Location annotation dataset excerpts:
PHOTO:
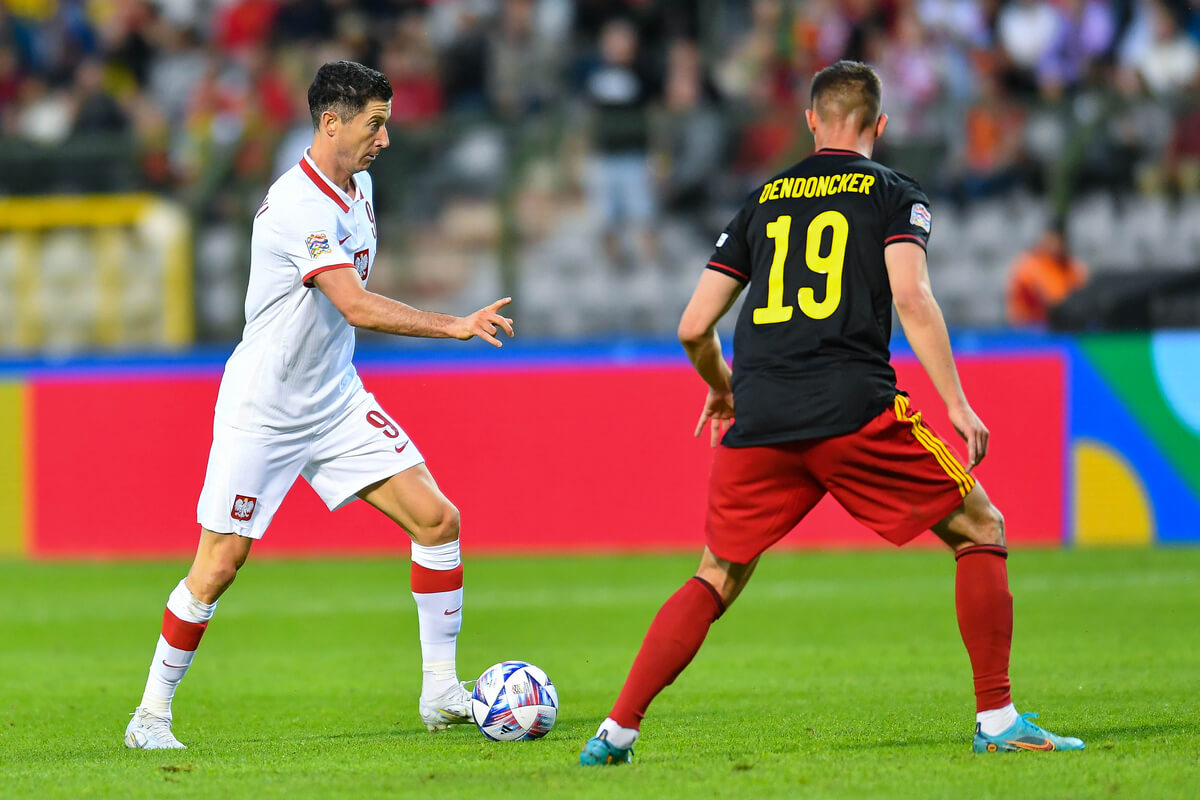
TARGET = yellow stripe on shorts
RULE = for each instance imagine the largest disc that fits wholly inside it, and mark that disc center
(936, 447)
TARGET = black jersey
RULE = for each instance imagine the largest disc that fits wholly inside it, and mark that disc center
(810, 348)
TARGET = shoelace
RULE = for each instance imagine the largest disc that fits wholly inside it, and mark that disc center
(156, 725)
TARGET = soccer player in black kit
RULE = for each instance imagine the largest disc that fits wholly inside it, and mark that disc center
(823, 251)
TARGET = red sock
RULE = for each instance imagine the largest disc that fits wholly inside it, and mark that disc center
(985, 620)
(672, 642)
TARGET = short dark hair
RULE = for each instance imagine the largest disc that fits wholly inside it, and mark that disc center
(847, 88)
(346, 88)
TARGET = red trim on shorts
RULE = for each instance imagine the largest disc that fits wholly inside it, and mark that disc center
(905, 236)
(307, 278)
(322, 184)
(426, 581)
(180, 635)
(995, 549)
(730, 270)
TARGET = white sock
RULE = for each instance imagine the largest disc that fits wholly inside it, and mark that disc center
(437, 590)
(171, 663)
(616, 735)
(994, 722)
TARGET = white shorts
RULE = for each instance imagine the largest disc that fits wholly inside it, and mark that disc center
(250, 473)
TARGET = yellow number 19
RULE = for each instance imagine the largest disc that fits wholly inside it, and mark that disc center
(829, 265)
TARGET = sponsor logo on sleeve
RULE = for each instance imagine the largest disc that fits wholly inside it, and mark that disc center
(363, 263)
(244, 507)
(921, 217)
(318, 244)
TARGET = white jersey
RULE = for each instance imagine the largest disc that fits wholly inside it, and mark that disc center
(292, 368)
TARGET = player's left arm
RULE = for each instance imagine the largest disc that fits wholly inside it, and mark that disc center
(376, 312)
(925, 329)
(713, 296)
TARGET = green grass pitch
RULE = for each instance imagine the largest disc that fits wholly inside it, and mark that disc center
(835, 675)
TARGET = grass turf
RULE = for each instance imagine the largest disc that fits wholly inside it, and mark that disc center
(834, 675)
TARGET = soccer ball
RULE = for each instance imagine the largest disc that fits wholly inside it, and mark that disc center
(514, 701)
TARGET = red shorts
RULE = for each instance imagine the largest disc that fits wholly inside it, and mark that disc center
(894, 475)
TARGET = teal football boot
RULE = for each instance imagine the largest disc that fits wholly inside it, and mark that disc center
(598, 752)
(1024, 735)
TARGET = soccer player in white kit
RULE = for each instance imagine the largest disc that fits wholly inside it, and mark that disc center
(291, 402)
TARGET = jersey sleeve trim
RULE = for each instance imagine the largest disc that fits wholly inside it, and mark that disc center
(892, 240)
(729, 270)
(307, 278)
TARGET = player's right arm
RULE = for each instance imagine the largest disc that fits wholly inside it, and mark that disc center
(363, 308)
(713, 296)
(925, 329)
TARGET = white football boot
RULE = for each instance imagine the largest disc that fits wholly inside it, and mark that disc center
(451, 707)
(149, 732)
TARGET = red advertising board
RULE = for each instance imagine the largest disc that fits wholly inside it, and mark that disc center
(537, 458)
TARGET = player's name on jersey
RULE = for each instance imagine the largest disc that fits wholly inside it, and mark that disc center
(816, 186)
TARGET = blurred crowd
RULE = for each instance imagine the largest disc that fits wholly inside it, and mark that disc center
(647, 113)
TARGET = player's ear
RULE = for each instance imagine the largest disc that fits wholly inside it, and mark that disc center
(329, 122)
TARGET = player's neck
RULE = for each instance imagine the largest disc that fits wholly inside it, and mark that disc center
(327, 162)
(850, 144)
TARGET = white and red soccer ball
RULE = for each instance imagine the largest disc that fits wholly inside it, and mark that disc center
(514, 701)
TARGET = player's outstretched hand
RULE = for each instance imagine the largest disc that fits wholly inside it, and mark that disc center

**Work required**
Print each entry shown above with exact wording and no pictures.

**Answer to this task**
PHOTO:
TARGET = yellow stripe on shorts
RULE = for each instance imagine the largest disc that fits wholly inside it, and mark that disc center
(936, 447)
TARGET = black jersey
RULE = for each instance imagine the largest disc that fits wholly inside it, and mark that disc center
(810, 348)
TARGET = shoelace
RULE = for each instance imagine the largest disc that fits wholly inside it, and mark that disc center
(156, 725)
TARGET = soccer player in black kit
RULE = for each instance imagine the largest disc that fits wholly inside it, and mark that disc center
(823, 251)
TARGET = red sock
RULE = for each instance imagine the largest disc that fits wholly inside it, and mark that disc center
(985, 620)
(672, 642)
TARGET = short dark hair
RULE = for each instance imagine the largest disc that fits wholly inside it, and mark that disc center
(847, 88)
(346, 88)
TARGET = red trim on shorts
RULE = for each instance imagine the largest disc that fits wholly inside it, and mark that disc center
(905, 236)
(307, 278)
(322, 184)
(426, 581)
(180, 635)
(995, 549)
(730, 270)
TARGET = white sock
RULE = for each instance imagine the largest disc that fits wholly inside it, and mark that disc center
(437, 590)
(171, 663)
(616, 735)
(994, 722)
TARGET = white shorts
RULE = for each instance imagine the largest disc that fits wholly inside it, and mark that disc center
(250, 473)
TARGET = yellow number 19
RULE = for each instance imagine the largest disc that fits wholly inside it, and mark that disc center
(829, 265)
TARGET = sponsor logo on sleeve
RULE = for each instance imagine the largest disc that fits wholly inside it, and mark that disc center
(363, 263)
(244, 507)
(921, 217)
(318, 244)
TARGET = white jersey
RULE = for each instance imagine the largest disc that fits wholly inside it, and mark that disc center
(292, 368)
TARGET = player's left arm
RULE = for each instance imagine the largest disc that fits wholly inside it, and mark that disc center
(376, 312)
(925, 329)
(713, 296)
TARGET = green grass pitch
RULE = for each instance imagine the largest disc that fits wholly inside it, and mark that disc center
(835, 675)
TARGET = grass turf
RULE = for each instance imagine the largest disc that fits wholly inside it, and mark that disc center
(834, 675)
TARGET = soccer ball
RULE = for each instance imagine the largest disc that fits wholly inside it, and mark that disc center
(514, 701)
TARGET = red shorts
RULE = for each instance imagine the largest disc that fits wholly inside it, and mark that disc center
(894, 475)
TARGET = teal football boot
RULE = for each instance imagine the largest disc that fits wholly inside it, and mark that disc center
(598, 752)
(1024, 735)
TARGET = soccer player in white kit
RULE = for each instance imagine the largest disc that fits wholly inside it, and mark that disc center
(291, 402)
TARGET = jersey sleeve trim
RULE = for each instance imagine the largest disc that fits wholly inside it, and mark that disc center
(892, 240)
(729, 270)
(307, 278)
TARGET = player's right arm
RULE = for each instance imagine the largest disc that fits wholly inside it, and mark that disc center
(363, 308)
(713, 296)
(925, 329)
TARGET = white football boot
RULE = for each instance imagine the largest disc that fits wholly inside it, and mark that disc center
(451, 707)
(149, 732)
TARGET = red advertising board
RULE = for each instance imagine the largest disc that fits wholly inside it, and mark that disc center
(537, 458)
TARGET = player's name on jersey
RULE = for each instance imagine the largest disc that fits wholly inside it, and mark that disc center
(816, 186)
TARGET = blurred crowd
RULE = for each instance imagine the largest disc that fits wholly inside it, and mark that disc center
(647, 113)
TARGET = player's ear
RULE = for each instance imagine the largest disc that fits wholly inside it, and mark that disc center
(329, 122)
TARGET = player's neck
RULE = for each instance imagine the largest disc that fits wholly inside it, and mark that disc center
(327, 162)
(850, 144)
TARGET = white and red soccer ball
RULE = for each instance imagine the largest disc that fits wholly inside it, and mark that disc center
(514, 701)
TARGET = player's outstretched hand
RULE = for each instance imagine the largest disc that fits wholly inside it, and mark that disc center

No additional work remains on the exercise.